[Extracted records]
>>>
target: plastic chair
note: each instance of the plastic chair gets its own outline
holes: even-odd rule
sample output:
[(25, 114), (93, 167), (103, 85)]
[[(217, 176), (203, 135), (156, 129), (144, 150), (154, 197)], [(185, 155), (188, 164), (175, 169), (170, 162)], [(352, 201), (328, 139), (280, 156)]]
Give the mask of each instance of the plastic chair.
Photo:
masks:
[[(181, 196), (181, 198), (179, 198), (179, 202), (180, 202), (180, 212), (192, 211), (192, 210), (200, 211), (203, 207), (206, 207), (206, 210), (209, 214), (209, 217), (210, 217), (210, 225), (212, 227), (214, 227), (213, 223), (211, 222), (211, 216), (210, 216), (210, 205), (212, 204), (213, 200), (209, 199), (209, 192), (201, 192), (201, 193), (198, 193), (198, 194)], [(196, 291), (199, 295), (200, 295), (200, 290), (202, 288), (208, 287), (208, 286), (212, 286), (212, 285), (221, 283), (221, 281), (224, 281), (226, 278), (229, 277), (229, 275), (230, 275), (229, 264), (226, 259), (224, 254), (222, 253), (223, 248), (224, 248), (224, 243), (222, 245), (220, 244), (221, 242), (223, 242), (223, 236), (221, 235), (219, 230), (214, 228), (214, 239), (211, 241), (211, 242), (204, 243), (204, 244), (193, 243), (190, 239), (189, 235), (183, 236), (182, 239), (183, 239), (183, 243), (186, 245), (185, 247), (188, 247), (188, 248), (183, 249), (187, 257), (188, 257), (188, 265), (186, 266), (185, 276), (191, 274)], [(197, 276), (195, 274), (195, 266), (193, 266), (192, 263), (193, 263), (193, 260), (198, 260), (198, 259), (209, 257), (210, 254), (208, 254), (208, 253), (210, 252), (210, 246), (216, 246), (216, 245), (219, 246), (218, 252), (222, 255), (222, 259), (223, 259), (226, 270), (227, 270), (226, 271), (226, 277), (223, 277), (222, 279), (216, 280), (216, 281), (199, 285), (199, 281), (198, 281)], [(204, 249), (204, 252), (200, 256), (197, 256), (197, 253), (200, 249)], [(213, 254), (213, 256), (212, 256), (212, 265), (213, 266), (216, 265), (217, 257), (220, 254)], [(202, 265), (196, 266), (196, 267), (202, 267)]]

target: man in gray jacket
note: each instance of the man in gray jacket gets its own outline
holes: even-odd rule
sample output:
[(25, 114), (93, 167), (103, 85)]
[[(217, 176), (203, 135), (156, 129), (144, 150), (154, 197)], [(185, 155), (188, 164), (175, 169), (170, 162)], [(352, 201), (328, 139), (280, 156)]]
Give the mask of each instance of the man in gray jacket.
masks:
<<<
(Prompt):
Report how many lines of the records above contain the string "gray", treating uppercase and lowercase as different. Give only the number.

(Answer to the problem):
3